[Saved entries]

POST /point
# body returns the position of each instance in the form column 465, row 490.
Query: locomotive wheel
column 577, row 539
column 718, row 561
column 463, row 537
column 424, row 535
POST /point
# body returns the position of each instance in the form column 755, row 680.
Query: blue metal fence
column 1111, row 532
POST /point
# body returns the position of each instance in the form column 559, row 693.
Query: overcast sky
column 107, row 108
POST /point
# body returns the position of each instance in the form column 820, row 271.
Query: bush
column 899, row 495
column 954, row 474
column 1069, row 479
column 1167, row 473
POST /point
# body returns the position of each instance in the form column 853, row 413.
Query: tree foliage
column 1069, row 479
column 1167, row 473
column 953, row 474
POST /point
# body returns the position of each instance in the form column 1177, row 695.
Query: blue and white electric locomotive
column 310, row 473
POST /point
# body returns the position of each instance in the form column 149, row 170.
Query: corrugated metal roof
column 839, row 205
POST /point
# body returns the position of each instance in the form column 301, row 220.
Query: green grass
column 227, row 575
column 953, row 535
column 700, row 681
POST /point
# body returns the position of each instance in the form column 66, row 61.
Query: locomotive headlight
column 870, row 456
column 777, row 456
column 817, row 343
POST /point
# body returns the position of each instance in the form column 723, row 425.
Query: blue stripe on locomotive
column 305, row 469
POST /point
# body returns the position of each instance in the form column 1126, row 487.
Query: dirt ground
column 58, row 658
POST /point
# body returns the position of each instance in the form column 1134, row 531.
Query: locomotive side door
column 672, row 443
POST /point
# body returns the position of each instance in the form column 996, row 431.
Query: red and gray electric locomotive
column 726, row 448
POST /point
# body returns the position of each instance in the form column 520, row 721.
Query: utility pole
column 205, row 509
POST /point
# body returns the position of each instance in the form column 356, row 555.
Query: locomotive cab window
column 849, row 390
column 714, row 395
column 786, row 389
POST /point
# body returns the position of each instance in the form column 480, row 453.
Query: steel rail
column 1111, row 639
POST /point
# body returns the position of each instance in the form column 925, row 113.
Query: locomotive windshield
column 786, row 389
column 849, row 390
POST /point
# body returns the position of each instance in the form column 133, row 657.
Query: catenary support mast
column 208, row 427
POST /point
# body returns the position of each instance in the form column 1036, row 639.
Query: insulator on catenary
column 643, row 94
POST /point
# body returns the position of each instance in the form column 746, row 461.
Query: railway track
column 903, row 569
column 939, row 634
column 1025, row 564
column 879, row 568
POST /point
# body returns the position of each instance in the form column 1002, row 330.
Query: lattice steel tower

Try it –
Retype exactly the lines above, from the one with "Query: green grass" through the one with "1036, row 639.", inclusive.

Task result –
Query: green grass
column 227, row 575
column 953, row 535
column 700, row 681
POST /point
# body returns the position of each instance in the form column 66, row 61.
Query: locomotive headlight
column 870, row 456
column 777, row 456
column 817, row 343
POST /point
# body returns the position of each instance in the form column 723, row 425.
Query: blue stripe on locomotive
column 305, row 469
POST /point
# body returns the position of each instance in the form column 1126, row 487.
Query: dirt ground
column 58, row 658
POST /point
# body returns the position of each instance in the form column 1134, row 531.
Query: locomotive side door
column 672, row 443
POST /point
# body returns the position of each instance in the form column 996, row 431.
Query: red and gray electric locomotive
column 726, row 448
POST /point
# body returns the position of each instance in the form column 520, row 721.
Query: utility pole
column 205, row 509
POST /point
# body returns the position of each instance in the form column 356, row 555.
Query: locomotive cab window
column 849, row 390
column 714, row 395
column 786, row 389
POST /point
# body returns the position of each instance in the form column 480, row 453.
Query: steel rail
column 1111, row 639
POST /point
# body returns the position of each instance in the form column 925, row 113.
Query: locomotive windshield
column 786, row 389
column 849, row 390
POST /point
# body returns the position of each instance in the form column 133, row 657.
Query: catenary support mast
column 208, row 427
POST /point
# body returns the position of each instance in the form column 1036, row 639.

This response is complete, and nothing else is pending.